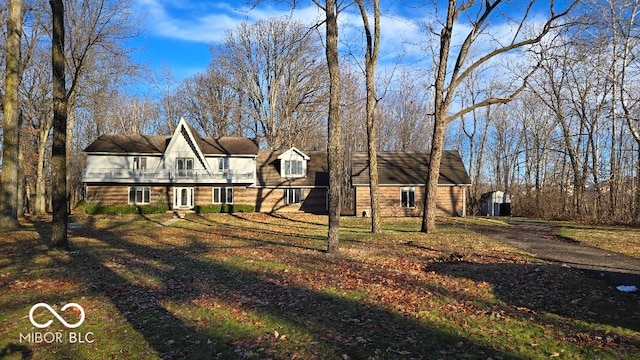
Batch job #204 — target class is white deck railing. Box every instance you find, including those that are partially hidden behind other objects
[82,168,255,183]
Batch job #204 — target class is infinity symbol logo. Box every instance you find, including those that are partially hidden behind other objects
[29,303,84,329]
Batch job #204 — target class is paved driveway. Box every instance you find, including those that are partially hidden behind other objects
[472,221,640,288]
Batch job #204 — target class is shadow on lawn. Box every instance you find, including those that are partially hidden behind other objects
[180,215,326,252]
[22,218,520,359]
[427,260,640,334]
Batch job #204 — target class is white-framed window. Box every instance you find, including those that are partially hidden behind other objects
[213,188,233,204]
[284,160,304,176]
[176,158,193,177]
[133,156,147,170]
[284,188,304,205]
[129,186,151,205]
[400,187,416,208]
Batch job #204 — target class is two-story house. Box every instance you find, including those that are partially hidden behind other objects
[83,119,471,216]
[83,119,328,212]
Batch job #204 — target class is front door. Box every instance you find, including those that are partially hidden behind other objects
[173,187,193,209]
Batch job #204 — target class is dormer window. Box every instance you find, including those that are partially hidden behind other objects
[284,160,304,177]
[176,158,193,178]
[278,148,309,178]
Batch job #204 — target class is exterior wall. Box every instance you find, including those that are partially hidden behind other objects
[355,186,466,217]
[234,188,327,214]
[206,156,256,183]
[159,130,205,173]
[85,154,162,173]
[87,184,173,208]
[278,149,307,178]
[87,184,327,214]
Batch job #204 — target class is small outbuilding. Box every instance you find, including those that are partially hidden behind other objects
[480,191,511,216]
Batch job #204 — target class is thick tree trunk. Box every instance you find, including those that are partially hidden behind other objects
[33,126,50,215]
[356,0,382,233]
[49,0,69,249]
[325,0,342,253]
[0,0,22,229]
[421,115,447,233]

Exercise objective: Render the lines between the one holding "Batch job #204 — target class is dormer" and the one holding "[278,148,309,178]", inclusive, as a JSON list of strings with one string per line. Leave out any blank lines.

Full solution:
[
  "Batch job #204 — target class is dormer window. Box every instance you find, including those that are partially hidden behind other objects",
  "[284,160,304,177]",
  "[176,158,193,178]",
  "[278,148,309,178]"
]